> [Excerpted records]
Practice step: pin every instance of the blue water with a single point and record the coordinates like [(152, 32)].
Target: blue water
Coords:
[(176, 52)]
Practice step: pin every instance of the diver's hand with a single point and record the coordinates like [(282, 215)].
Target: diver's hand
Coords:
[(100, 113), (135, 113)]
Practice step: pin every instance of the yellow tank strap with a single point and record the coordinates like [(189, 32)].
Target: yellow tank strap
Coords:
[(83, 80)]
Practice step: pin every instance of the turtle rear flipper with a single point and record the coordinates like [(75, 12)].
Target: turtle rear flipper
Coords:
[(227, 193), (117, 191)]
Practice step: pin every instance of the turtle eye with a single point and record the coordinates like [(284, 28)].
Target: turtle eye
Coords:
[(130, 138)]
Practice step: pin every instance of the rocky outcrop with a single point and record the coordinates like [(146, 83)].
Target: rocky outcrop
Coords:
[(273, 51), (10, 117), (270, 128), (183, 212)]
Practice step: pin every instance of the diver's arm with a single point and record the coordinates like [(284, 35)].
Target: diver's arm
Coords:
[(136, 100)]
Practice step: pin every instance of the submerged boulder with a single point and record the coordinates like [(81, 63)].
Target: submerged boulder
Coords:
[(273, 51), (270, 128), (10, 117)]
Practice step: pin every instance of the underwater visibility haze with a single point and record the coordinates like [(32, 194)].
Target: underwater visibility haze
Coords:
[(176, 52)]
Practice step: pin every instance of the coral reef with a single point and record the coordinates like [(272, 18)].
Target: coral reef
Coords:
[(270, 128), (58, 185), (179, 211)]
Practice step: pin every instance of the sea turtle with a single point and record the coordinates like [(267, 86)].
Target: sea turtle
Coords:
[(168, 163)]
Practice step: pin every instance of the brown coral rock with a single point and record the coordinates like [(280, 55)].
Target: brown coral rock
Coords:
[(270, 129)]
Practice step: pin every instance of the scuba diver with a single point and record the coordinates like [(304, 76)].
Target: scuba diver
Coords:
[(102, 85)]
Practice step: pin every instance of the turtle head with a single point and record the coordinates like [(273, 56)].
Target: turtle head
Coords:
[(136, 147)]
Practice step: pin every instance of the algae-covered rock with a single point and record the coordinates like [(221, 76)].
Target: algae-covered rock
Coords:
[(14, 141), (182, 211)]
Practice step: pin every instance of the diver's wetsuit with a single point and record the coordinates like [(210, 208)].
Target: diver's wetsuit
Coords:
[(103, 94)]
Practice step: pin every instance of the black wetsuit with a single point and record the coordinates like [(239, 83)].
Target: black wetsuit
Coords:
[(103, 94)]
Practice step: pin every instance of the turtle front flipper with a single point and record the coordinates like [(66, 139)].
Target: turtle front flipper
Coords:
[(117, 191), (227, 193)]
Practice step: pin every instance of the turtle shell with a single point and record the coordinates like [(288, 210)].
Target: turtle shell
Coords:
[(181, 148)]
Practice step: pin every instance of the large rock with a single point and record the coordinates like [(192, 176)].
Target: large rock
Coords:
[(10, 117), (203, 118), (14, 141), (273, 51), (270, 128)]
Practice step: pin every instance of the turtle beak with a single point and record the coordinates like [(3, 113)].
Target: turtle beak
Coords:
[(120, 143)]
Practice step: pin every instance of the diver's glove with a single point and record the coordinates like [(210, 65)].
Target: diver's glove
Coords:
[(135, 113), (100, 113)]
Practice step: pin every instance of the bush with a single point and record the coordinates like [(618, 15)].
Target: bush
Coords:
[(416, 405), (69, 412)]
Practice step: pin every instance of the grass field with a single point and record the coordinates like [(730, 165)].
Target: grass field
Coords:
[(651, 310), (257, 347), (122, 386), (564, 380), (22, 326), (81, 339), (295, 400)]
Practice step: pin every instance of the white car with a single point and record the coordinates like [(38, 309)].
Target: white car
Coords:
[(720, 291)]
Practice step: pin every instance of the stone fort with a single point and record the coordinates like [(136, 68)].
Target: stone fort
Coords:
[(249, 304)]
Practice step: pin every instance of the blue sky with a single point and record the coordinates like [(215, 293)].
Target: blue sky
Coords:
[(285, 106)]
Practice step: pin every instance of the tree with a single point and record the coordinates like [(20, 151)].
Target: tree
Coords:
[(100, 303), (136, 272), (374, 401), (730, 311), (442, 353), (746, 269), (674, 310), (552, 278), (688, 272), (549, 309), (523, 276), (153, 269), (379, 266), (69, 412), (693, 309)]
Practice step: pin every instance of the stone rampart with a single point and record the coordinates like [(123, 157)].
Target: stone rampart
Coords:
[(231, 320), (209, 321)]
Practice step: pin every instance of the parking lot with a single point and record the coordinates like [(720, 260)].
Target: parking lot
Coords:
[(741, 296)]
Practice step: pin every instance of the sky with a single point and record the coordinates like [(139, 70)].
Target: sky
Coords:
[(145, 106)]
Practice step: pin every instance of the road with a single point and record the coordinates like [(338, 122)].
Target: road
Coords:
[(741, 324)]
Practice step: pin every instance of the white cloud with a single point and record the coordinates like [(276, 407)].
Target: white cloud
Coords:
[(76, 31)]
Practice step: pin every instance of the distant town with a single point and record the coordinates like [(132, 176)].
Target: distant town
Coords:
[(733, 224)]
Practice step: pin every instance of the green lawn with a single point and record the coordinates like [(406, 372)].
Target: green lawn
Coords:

> [Directions]
Give every line of the listing above as a numbered list, leaving out blank lines.

> [Full response]
1. Practice step: pin every instance of the blue water with a single point and record the coordinates like [(152, 32)].
2. Target: blue water
3. Coords:
4. [(176, 52)]
5. Practice step: pin every instance of the diver's hand with a single point and record the coordinates like [(282, 215)].
6. Target: diver's hand
7. Coords:
8. [(100, 113), (135, 113)]
9. Practice step: pin every instance of the yellow tank strap with a single point and record the coordinates like [(189, 32)].
10. Target: yellow tank strap
11. Coords:
12. [(83, 80)]
13. Practice step: pin every instance of the turtle rear flipper with a single point and record the coordinates like [(75, 12)].
14. Target: turtle rear flipper
15. Coords:
16. [(227, 193), (117, 191)]
17. Practice step: pin every instance of the turtle eye with a single point and record the coordinates like [(284, 28)].
18. Target: turtle eye
19. Coords:
20. [(130, 138)]
21. Practice step: pin every instance of the rocky outcrop with a single point and record the coordinates like [(146, 83)].
22. Target: rocky outcrop
23. Coords:
24. [(273, 51), (10, 117), (270, 128), (183, 212)]
25. Practice step: pin every instance of the diver's arm with a single point and record the coordinates like [(284, 35)].
26. Target: diver's arm
27. Coords:
28. [(136, 100)]
29. Practice step: pin every instance of the submerged boulder with a single point and record the coordinates like [(81, 63)].
30. Target: submerged boulder
31. Coords:
32. [(273, 51), (270, 128), (10, 117)]
33. Practice step: pin every instance of the underwater visibility haze with a single point and record the coordinates like [(32, 194)].
34. Target: underwater visibility haze
35. Coords:
36. [(176, 52)]
37. Practice step: pin every instance of the coral reef with a single point and record the coordinates like [(272, 18)].
38. Target: coral reef
39. Coords:
40. [(270, 128), (58, 185), (179, 211)]
41. Practice step: pin every instance of the sea turtle with a single point and record the coordinates like [(267, 86)].
42. Target: sea turtle
43. Coords:
44. [(168, 163)]
45. Practice step: pin every instance of the brown coral rock with a single point and record the coordinates like [(280, 55)].
46. Target: brown coral rock
47. Coords:
48. [(270, 129)]
49. Practice step: pin every instance of the scuba diver with a single point and record the coordinates like [(304, 76)].
50. Target: scuba diver
51. Coords:
52. [(102, 85)]
53. Practice step: pin every instance of the turtle head with a single point and record the coordinates like [(273, 56)].
54. Target: turtle head
55. Coords:
56. [(136, 147)]
57. Practice step: pin every instance of the algae-covered rock with a single point and record the coordinates like [(221, 76)].
58. Target: algae-covered rock
59. Coords:
60. [(14, 141), (182, 211)]
61. Practice step: pin every instance of the diver's wetsuit with a single point and record the coordinates like [(210, 208)].
62. Target: diver's wetsuit
63. Coords:
64. [(103, 94)]
65. Practice step: pin every instance of the black wetsuit with a single point and record the coordinates like [(239, 83)].
66. Target: black wetsuit
67. Coords:
68. [(103, 94)]
69. Practice step: pin every instance of the turtle front flipper with a single point and record the coordinates like [(66, 139)].
70. Target: turtle front flipper
71. Coords:
72. [(117, 191), (227, 193)]
73. Practice step: pin every instance of the turtle shell with a single point and record the coordinates like [(288, 210)].
74. Target: turtle shell
75. Coords:
76. [(181, 148)]
77. Practice step: pin every instance of the large rock with a single point and record the coordinates like [(192, 176)].
78. Target: large rock
79. Coords:
80. [(10, 117), (203, 118), (14, 141), (273, 51), (270, 128)]
81. Practice step: pin every instance of the turtle beak with a single point and record the coordinates like [(3, 113)].
82. Target: turtle beak
83. Coords:
84. [(120, 143)]
85. Practice step: pin every instance of the diver's glove with a single point and record the coordinates like [(210, 65)].
86. Target: diver's glove
87. Coords:
88. [(135, 113), (100, 113)]
89. Practice step: pin every instance of the bush with a single point and record the coordinates like [(618, 15)].
90. Target: bush
91. Coords:
92. [(416, 405), (69, 412)]
93. Practice step: pin every instance of the grass field with a single point and record the coordinates like [(730, 165)].
94. Target: grass field
95. Coords:
96. [(651, 310), (257, 347), (122, 386), (564, 380), (22, 326), (81, 339), (295, 400)]
97. Practice step: pin every instance of the white car with a single point and record the coordinates like [(38, 309)].
98. Target: white car
99. Coords:
100. [(720, 291)]
101. Practice step: pin every instance of the stone fort with a single point and record the coordinates like [(136, 68)].
102. Target: stone fort
103. Coords:
104. [(249, 304)]
105. Practice step: pin every instance of the blue sky with a single point and record the coordinates like [(215, 293)].
106. Target: blue sky
107. Coords:
108. [(285, 106)]
109. Practice step: pin every instance of the tree with a single point and record the coordinates like [(20, 151)].
110. Target: tree
111. Coords:
112. [(100, 303), (136, 272), (374, 401), (730, 311), (442, 353), (746, 269), (674, 310), (552, 278), (688, 272), (549, 309), (523, 276), (153, 269), (379, 266), (69, 412), (693, 309)]
113. Practice step: pin every instance of the stone rampart with a single point and record the coordinates like [(123, 157)].
114. Target: stone rampart
115. Coords:
116. [(231, 320), (209, 321)]
117. Practice step: pin every instance of the parking lot with a single point and record the coordinates like [(720, 260)].
118. Target: parking lot
119. Coords:
120. [(741, 296)]
121. Practice step: pin every instance of the sky with a single point and record the coordinates like [(139, 70)].
122. Target: sky
123. Coords:
124. [(145, 106)]
125. Practice step: pin every instance of the road with a single point and record the coordinates like [(338, 122)].
126. Target: road
127. Coords:
128. [(741, 324)]
129. Practice step: pin every instance of the white cloud with a single point and record the coordinates like [(276, 407)].
130. Target: white cloud
131. Coords:
132. [(76, 31)]
133. Practice step: pin every instance of the distant town with a single point and record the coordinates like [(132, 176)].
134. Target: distant town
135. Coords:
136. [(733, 224)]
137. Practice step: pin every instance of the green lawn with a single point and record the coordinates like [(406, 372)].
138. Target: green lawn
139. Coords:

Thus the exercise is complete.